A love-struck Roman male was once construed an oxymoron. The Latin mos maiorum placed duty to the state above all other considerations, including romance. Had not Aeneas sacrificed his love for Dido in siring the Roman race? And yet it was Rome that developed the love elegy, the poet's exaltation of a man's amorous servitude. Sextus Propertius was one of the leading voices of those who, in so many words, placed Cupid's arrows before Rome's majesty. While Augustus' regime tried to co-opt Propertius for their moralizing mission, they were never entirely successful. Despite that, or perhaps because of that, Propertius' poetry resounds throughout the ages, to be appreciated readily by the modern romantic.

What we know of Propertius' life is short but telling. Of Equestrian status, he was born to provincial notables in Umbria between 49 and 47 BCE. In 41 BCE Marc Antony's brother took refuge in the region's city of Perusia during an unsuccessful struggle against Octavian; the so-called war that followed saw the city besieged and plundered. Propertius' family's estates were reduced as a consequence, and perhaps the family suffered the loss of a relative. While only a young child at the time, Propertius' identified with the losing side in the war. The only reference to politics in his first book of poetry is a lament to the vanquished:

Do you know our fatherland's Perusian graves,
The Italian massacre in a callous time;
When civil dissension hounded the Roman on?
(Hence grief for me especially, Tuscan dust, for you
Have allowed my kinsman's limbs to be flung out,
You cover with no earth his pitiful bones.)

Information on his upbringing and education is scant. By 29 BCE he is connected with the literary currents of Rome, rather than anything resembling the first steps of a typical Equestrian career.

His first book of poetry was published in 28 BCE, under the Greek name of Monobiblos (single book). Aside from the aforementioned reference to the Perusian war, the work consists entirely of elegies detailing the poet's experiences and feelings for romance. This romance is devoted entirely to a female figure called Cynthia. Cynthia prima suis miserum me cepit ocellis - 'Cynthia was the first to capture with her eyes my pitiable self,' the very first line of poetry proclaims. It then goes on to say:

Till then I was free from desire's contagion. Love
Then forced me to lower my gaze of steady hauter
And trampled my head with his feet
Until, perverse, he had taught me to demur
At faithful girls and live without taking thought.

**Supplied material**
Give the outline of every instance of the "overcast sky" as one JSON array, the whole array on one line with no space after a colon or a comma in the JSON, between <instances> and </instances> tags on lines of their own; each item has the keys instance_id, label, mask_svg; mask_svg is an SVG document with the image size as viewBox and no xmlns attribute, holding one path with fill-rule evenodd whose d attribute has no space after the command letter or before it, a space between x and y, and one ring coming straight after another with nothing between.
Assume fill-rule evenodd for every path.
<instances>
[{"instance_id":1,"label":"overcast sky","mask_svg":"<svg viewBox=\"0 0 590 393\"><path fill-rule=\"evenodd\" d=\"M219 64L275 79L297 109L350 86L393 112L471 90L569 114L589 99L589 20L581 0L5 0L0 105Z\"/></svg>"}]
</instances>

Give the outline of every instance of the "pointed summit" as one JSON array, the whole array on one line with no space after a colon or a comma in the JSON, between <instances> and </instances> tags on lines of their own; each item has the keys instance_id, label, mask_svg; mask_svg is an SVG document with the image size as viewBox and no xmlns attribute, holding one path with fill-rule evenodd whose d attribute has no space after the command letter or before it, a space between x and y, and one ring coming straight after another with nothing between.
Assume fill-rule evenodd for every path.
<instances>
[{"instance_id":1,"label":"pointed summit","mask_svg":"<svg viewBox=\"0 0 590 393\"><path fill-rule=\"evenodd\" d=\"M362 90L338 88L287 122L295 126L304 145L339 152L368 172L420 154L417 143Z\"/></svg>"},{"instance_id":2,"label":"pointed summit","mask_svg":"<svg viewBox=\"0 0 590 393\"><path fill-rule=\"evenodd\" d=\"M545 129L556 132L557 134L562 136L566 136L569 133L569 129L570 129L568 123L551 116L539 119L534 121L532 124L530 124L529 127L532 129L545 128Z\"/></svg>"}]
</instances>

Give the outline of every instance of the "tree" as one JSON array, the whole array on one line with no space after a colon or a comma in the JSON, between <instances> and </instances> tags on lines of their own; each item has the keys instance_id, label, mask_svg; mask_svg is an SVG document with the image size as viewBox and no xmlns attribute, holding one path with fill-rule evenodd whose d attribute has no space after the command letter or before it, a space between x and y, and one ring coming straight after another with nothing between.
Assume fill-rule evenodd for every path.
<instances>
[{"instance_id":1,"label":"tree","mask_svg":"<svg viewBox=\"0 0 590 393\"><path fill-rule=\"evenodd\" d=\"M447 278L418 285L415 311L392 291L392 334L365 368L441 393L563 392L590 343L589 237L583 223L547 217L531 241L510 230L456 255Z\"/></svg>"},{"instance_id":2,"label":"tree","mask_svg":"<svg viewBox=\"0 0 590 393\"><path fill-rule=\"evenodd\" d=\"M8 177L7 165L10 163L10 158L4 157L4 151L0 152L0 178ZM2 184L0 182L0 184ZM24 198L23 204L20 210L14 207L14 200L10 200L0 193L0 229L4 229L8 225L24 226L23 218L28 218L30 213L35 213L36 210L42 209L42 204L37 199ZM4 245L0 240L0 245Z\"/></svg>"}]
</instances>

**Tasks to carry out**
**a.** Answer these from the extract on Propertius:
(i) Between which years was Propertius born?
(ii) In which city did Marc Antony's brother take refuge in 41 BCE?
(iii) In what year was Propertius' first book of poetry published?
**b.** Please count the lines of the entries that contain the string "tree", matching case exactly, and give only that number.
The text on Propertius and the entries have nothing to do with each other.

**Task-by-task solutions**
**a.**
(i) Between 49 and 47 BCE.
(ii) Perusia.
(iii) 28 BCE.

**b.** 2